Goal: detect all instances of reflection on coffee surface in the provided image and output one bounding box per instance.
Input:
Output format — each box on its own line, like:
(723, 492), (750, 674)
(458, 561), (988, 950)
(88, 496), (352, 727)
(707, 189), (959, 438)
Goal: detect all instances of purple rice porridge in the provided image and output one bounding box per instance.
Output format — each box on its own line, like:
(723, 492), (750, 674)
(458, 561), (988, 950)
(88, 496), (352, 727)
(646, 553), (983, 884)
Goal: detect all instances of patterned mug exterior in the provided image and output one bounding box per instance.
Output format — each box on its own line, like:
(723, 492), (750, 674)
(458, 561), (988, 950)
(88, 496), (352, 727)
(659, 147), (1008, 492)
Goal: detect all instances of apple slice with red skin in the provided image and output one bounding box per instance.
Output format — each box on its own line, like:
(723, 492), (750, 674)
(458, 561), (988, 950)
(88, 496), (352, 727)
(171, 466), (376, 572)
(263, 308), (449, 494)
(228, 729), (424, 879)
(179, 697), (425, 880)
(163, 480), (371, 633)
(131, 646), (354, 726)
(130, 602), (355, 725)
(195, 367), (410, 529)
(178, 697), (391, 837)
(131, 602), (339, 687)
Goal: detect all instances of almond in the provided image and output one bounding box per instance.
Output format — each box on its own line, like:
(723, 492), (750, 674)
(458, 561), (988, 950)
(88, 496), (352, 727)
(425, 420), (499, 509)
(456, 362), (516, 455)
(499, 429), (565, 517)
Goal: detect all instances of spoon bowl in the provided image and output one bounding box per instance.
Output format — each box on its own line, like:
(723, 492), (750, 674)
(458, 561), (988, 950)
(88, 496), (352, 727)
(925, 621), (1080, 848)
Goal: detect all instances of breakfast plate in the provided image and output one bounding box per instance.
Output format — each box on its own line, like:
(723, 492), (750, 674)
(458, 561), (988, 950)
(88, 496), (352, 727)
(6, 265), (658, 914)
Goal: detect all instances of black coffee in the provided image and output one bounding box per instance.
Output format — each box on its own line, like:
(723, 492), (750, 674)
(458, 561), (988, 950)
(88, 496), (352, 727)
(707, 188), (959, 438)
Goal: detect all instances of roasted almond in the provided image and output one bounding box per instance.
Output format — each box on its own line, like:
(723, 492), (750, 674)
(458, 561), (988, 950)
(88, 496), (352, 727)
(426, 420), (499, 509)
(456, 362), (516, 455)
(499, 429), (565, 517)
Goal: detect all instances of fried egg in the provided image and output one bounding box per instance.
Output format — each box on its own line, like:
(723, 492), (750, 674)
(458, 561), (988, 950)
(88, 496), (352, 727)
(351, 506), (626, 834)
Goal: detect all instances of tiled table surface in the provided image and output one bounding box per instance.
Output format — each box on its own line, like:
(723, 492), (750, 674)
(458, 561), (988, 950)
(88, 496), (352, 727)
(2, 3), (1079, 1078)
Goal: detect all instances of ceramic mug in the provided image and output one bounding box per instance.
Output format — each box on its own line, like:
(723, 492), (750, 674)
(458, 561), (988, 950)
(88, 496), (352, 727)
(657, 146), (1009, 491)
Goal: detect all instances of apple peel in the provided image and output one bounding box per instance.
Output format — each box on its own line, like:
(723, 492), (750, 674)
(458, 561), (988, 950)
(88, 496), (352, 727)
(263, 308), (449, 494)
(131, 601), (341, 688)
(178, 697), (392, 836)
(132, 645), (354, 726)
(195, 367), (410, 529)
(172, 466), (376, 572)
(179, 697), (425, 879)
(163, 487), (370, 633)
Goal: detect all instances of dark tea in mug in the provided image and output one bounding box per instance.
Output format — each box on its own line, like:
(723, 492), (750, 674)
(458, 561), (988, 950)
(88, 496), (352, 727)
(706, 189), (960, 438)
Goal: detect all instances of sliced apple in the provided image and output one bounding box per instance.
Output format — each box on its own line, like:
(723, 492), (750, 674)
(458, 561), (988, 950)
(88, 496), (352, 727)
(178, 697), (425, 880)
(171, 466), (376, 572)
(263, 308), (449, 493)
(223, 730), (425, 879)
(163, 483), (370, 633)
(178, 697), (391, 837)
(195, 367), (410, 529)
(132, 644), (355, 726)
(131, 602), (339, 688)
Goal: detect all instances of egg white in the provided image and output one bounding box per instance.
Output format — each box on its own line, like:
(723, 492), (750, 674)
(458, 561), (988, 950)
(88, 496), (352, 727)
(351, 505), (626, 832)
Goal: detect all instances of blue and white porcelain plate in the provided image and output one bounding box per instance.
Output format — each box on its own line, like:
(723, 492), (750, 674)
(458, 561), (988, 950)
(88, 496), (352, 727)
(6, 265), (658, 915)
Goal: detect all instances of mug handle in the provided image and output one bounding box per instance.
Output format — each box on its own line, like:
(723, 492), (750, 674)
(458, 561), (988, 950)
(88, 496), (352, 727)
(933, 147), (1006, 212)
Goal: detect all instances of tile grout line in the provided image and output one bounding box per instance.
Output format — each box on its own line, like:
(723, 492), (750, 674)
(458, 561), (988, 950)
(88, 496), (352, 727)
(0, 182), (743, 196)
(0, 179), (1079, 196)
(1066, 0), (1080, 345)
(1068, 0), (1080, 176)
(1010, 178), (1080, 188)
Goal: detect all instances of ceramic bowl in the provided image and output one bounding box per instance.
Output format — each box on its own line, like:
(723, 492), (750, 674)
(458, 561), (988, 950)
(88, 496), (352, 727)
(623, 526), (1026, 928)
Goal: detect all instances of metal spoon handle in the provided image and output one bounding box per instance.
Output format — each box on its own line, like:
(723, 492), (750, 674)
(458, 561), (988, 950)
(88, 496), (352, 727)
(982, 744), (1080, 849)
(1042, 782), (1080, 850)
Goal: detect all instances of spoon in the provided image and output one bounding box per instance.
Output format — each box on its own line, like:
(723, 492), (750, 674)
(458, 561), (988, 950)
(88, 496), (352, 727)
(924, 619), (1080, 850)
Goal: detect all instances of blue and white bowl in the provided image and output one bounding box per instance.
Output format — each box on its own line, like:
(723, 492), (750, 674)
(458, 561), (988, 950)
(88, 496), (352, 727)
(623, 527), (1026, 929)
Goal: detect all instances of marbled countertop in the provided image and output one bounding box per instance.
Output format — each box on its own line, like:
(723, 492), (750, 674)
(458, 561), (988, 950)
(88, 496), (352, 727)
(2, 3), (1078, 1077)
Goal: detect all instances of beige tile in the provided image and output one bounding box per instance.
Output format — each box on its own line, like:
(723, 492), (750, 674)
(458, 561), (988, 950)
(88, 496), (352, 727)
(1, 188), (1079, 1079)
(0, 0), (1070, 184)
= = =
**Exercise instructions:** Reprint the entire listing exactly.

**Solution to the problem:**
Goal: detect all instances of reflection on coffee surface in the provided image and output one bounding box per instance.
Input:
Output format — each box on its own line, like:
(723, 492), (750, 674)
(458, 561), (988, 950)
(88, 496), (352, 727)
(707, 189), (959, 438)
Goal: detect all instances of purple rice porridge in the provided image and output one bounding box per instance.
Output format — each box on its own line, like:
(723, 492), (750, 674)
(458, 561), (988, 950)
(88, 496), (352, 727)
(646, 553), (983, 884)
Goal: detect all instances of patterned mug exterior in the provided image and output one bounding box per instance.
Output format — each box on its own line, like:
(723, 492), (750, 674)
(458, 561), (988, 950)
(88, 496), (352, 727)
(659, 147), (1008, 492)
Goal: detect all instances of apple slice with red skin in the provided image and output one bounding box per instance.
Output format — each box on its own line, like:
(723, 492), (750, 674)
(458, 561), (988, 950)
(88, 496), (352, 727)
(171, 466), (376, 572)
(263, 308), (449, 494)
(228, 729), (424, 879)
(179, 697), (425, 880)
(163, 480), (371, 633)
(131, 646), (354, 726)
(130, 602), (355, 725)
(195, 367), (410, 529)
(178, 697), (391, 837)
(131, 602), (339, 687)
Goal: detect all instances of almond in the provided image and output one bounding box per instance.
Output format — each box on its own line, like:
(723, 492), (750, 674)
(458, 561), (988, 950)
(88, 496), (352, 727)
(425, 420), (499, 509)
(456, 362), (516, 455)
(499, 429), (565, 517)
Goal: detect all instances of spoon bowl in the provided image and output one bounding box per instance.
Output format — each box on its own line, like:
(723, 492), (750, 674)
(458, 561), (988, 950)
(88, 496), (352, 727)
(925, 621), (1080, 848)
Goal: detect all instances of breakfast plate in the provided image and output one bounding box per instance.
Output format — each box on its own line, like:
(723, 492), (750, 674)
(458, 561), (988, 950)
(88, 496), (352, 727)
(6, 265), (658, 914)
Goal: detect all instances of black coffee in the provided image and output one bounding box per instance.
Output format — each box on its own line, like:
(723, 492), (750, 674)
(458, 561), (988, 950)
(88, 496), (352, 727)
(707, 188), (959, 438)
Goal: detect all instances of roasted almond in the provided image and output one bounding box per instance.
Output format — each box on its own line, like:
(723, 492), (750, 674)
(458, 561), (988, 950)
(88, 496), (352, 727)
(426, 420), (499, 509)
(456, 362), (516, 455)
(499, 429), (565, 517)
Goal: detect all instances of fried egg in the provided image and output one bounding box per instance.
Output format — each box on its own line, like:
(723, 492), (750, 674)
(458, 561), (988, 950)
(88, 496), (352, 727)
(351, 506), (626, 834)
Goal: detect all instances of tiled table surface in the provided image and output one bounding box per instance.
Output format — each box on its own line, like:
(723, 492), (750, 674)
(458, 561), (988, 950)
(88, 496), (352, 727)
(2, 3), (1079, 1078)
Goal: detect all instances of ceramic mug in the provided image and output one bounding box per instance.
Output format — each box on its own line, like:
(723, 492), (750, 674)
(458, 561), (988, 950)
(88, 496), (352, 727)
(657, 146), (1009, 491)
Goal: detect all instances of apple peel in the provided image and output one bounding box per instance.
Output format — each box on its own line, like:
(723, 492), (750, 674)
(458, 561), (988, 950)
(88, 496), (352, 727)
(263, 308), (449, 494)
(131, 601), (341, 688)
(178, 697), (392, 836)
(132, 645), (354, 726)
(195, 367), (410, 529)
(172, 466), (376, 572)
(179, 697), (425, 879)
(163, 487), (370, 633)
Goal: detect all instances of dark tea in mug in the provided image and output one bounding box per instance.
Output format — each box on its own line, like:
(723, 492), (750, 674)
(458, 561), (988, 950)
(88, 496), (352, 727)
(706, 189), (960, 438)
Goal: detect all instances of sliced apple in the provided image and output one bounding box per instance.
Output format — each box on its own line, like:
(723, 492), (750, 674)
(458, 561), (988, 950)
(88, 496), (352, 727)
(178, 697), (425, 880)
(171, 466), (376, 572)
(263, 308), (449, 493)
(223, 730), (425, 879)
(163, 483), (370, 633)
(178, 697), (391, 837)
(195, 367), (410, 529)
(132, 644), (355, 726)
(131, 602), (339, 688)
Goal: detect all instances of egg white in the provided image and output one bounding box per instance.
Output format — each box on its own line, like:
(723, 492), (750, 674)
(458, 561), (988, 950)
(88, 496), (352, 727)
(351, 505), (626, 832)
Goal: detect all instances of blue and white porcelain plate in the provided image and output one bounding box per instance.
Output format — each box on its own line, like:
(723, 492), (750, 674)
(458, 561), (988, 950)
(88, 496), (352, 727)
(6, 265), (658, 915)
Goal: detect all instances of mug handle in the provided image and output one bounding box per instance.
Output format — each box on its own line, like:
(723, 492), (750, 674)
(458, 561), (988, 950)
(88, 496), (352, 727)
(933, 147), (1006, 212)
Goal: detect all instances of tile grout line in the provided image and output one bounding box per instance.
Output format — each box on its own line, like:
(723, 492), (750, 674)
(458, 561), (988, 950)
(88, 496), (352, 727)
(0, 182), (743, 196)
(0, 179), (1079, 196)
(1066, 0), (1080, 345)
(1068, 0), (1080, 176)
(1010, 178), (1080, 188)
Goal: detect all instances of ceramic bowl in the provided image and output one bounding box per instance.
Output format — each box on its own line, like:
(723, 492), (750, 674)
(458, 561), (988, 950)
(88, 496), (352, 727)
(623, 526), (1026, 928)
Goal: detect all instances of metal spoon handle in the provided image and output one bounding box per instance.
Output format — each box on its own line, like:
(723, 492), (750, 674)
(458, 561), (988, 950)
(88, 496), (352, 727)
(982, 744), (1080, 849)
(1042, 782), (1080, 850)
Goal: detect all instances of spoon in the provided image and output one bounding box per instance.
Output format — each box on its own line, like:
(723, 492), (750, 674)
(458, 561), (988, 950)
(88, 496), (352, 727)
(924, 619), (1080, 850)
Goal: detect all instances of blue and white bowl in the provided image and output one bounding box per instance.
Output format — each box on its own line, like:
(723, 492), (750, 674)
(458, 561), (988, 950)
(88, 496), (352, 727)
(623, 527), (1026, 929)
Goal: detect all instances of marbled countertop in the provided image and output one bounding box per instance.
Output format — each box on its own line, like:
(723, 492), (750, 674)
(458, 561), (988, 950)
(88, 496), (352, 727)
(2, 3), (1078, 1077)
Goal: detect all instances of beige tile in the provided image and output one bounding box per instance.
Output format — each box on its own line, like:
(723, 492), (750, 674)
(458, 561), (988, 950)
(88, 496), (352, 727)
(1, 188), (1079, 1079)
(0, 0), (1070, 184)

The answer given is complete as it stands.